__Task prompt__: Return every line of the data below that includes the string "track".

__Data for processing__:
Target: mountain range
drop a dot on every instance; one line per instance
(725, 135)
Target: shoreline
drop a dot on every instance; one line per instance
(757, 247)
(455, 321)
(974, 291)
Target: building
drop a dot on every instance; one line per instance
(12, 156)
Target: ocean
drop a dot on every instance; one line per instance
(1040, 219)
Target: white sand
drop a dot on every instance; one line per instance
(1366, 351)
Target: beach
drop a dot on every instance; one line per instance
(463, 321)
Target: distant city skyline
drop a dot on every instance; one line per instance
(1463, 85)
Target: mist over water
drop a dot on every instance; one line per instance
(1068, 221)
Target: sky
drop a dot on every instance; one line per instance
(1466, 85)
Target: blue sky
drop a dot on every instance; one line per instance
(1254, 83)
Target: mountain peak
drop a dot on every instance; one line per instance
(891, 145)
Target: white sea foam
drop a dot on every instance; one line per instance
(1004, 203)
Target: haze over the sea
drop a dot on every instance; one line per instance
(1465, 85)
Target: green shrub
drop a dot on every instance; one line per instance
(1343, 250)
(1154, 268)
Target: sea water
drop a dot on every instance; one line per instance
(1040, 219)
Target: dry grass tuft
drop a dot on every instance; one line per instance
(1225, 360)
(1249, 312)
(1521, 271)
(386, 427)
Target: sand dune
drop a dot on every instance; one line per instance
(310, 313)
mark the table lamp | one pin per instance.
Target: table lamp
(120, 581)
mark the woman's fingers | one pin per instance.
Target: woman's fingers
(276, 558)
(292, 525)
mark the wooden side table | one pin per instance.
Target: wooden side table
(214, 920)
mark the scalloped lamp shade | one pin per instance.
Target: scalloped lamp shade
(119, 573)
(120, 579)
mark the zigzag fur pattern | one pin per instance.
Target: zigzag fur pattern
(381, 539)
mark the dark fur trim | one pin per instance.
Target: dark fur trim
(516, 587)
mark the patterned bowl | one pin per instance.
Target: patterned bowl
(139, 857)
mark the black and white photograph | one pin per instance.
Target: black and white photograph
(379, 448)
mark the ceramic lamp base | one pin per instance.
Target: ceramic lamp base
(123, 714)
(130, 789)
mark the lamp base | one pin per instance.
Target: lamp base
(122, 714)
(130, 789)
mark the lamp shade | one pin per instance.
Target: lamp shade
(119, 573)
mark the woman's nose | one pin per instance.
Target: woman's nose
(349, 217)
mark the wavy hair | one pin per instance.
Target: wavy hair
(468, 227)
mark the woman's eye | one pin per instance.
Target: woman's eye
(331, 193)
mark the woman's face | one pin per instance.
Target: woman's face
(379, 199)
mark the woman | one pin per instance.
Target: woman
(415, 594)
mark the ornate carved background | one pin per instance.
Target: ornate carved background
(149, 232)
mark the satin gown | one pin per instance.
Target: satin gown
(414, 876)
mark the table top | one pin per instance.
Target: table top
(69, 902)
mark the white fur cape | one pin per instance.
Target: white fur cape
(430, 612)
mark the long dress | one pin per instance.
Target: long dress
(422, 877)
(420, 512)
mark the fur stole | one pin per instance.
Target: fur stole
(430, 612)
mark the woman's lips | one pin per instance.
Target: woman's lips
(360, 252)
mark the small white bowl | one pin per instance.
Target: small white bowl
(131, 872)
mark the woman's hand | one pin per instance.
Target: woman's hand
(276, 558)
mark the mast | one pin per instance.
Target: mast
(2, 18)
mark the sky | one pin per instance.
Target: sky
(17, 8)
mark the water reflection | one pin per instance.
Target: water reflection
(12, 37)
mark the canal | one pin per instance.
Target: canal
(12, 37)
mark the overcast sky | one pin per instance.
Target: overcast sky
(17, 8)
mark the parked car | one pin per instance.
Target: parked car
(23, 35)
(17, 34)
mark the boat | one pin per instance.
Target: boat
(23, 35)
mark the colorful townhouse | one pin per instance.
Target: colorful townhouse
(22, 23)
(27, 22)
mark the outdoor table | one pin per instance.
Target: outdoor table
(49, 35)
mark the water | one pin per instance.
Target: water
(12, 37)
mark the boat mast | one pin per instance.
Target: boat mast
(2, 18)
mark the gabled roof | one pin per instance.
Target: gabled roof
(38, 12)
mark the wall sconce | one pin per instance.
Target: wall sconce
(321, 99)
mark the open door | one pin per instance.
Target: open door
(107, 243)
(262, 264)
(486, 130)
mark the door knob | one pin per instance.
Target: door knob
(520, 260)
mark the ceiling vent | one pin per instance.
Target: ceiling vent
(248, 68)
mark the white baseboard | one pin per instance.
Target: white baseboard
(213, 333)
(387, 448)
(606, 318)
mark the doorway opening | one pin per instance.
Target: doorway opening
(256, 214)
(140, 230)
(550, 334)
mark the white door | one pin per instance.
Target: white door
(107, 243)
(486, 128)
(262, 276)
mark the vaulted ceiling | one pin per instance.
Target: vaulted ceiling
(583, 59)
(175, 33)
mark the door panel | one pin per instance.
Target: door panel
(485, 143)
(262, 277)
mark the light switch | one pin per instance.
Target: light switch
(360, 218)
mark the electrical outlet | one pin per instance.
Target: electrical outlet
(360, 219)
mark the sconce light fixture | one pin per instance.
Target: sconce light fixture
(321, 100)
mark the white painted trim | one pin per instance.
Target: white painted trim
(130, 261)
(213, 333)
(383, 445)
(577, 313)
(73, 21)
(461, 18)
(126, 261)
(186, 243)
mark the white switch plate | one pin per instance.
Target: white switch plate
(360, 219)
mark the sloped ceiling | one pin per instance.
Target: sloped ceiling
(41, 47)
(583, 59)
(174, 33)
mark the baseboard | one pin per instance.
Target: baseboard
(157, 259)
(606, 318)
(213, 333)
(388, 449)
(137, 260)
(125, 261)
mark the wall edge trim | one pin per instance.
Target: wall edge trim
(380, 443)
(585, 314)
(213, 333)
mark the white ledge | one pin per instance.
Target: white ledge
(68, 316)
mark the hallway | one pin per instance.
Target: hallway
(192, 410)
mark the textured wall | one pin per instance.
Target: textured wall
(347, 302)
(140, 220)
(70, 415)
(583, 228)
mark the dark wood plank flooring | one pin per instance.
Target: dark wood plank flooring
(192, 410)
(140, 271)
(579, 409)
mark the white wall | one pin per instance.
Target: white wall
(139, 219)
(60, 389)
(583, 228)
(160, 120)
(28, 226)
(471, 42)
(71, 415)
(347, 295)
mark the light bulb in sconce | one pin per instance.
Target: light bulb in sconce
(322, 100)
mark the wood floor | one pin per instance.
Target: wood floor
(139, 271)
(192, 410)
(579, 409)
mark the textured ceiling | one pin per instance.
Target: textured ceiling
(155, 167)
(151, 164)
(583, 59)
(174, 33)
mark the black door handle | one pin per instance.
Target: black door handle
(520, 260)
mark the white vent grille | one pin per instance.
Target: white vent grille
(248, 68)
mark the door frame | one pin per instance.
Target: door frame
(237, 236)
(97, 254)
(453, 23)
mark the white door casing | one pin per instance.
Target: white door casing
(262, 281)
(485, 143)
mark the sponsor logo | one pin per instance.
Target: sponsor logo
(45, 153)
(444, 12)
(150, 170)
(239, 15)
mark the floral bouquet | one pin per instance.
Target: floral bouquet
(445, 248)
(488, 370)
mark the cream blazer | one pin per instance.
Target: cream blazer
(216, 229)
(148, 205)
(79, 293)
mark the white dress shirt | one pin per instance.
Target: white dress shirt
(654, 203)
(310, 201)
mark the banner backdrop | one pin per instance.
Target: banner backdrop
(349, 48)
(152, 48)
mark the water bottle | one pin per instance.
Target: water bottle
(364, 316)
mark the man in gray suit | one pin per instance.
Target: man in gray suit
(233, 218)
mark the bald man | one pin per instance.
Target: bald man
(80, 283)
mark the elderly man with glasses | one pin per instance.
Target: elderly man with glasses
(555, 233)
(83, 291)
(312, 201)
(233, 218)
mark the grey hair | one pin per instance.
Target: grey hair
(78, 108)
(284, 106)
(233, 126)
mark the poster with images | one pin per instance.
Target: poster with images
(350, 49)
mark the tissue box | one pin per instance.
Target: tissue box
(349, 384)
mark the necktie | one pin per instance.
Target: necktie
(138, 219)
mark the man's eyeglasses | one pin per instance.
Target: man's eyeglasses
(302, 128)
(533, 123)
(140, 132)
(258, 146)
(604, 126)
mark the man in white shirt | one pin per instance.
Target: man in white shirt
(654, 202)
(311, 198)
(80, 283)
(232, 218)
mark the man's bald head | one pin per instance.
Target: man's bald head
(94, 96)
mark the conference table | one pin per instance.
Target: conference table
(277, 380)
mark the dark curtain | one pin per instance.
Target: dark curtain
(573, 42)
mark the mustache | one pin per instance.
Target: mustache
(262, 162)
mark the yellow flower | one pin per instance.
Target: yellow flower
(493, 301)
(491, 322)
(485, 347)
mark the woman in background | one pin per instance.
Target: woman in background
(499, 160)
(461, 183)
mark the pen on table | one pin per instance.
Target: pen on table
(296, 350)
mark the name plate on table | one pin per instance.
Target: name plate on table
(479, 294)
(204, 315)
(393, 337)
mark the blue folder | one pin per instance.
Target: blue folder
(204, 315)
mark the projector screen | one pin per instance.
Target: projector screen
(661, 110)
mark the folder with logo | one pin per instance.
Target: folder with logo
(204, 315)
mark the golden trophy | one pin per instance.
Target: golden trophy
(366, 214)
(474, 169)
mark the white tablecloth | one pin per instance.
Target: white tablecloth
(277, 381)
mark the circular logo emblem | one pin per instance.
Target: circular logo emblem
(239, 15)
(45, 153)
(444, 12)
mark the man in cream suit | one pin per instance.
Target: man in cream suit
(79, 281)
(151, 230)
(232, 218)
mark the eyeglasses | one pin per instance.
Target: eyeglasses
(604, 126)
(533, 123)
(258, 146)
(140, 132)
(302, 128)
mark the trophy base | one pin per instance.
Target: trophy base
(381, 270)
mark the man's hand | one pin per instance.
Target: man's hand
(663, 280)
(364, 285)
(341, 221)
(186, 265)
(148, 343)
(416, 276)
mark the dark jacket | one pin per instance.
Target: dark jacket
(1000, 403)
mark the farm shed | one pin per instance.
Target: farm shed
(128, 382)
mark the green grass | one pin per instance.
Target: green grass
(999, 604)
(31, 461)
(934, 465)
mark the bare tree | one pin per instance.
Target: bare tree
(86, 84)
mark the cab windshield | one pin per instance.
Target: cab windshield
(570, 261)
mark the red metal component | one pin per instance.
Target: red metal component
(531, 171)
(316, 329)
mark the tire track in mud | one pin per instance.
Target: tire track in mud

__Answer below__:
mark the tire track in mud | one pin per instance.
Target: tire track in mud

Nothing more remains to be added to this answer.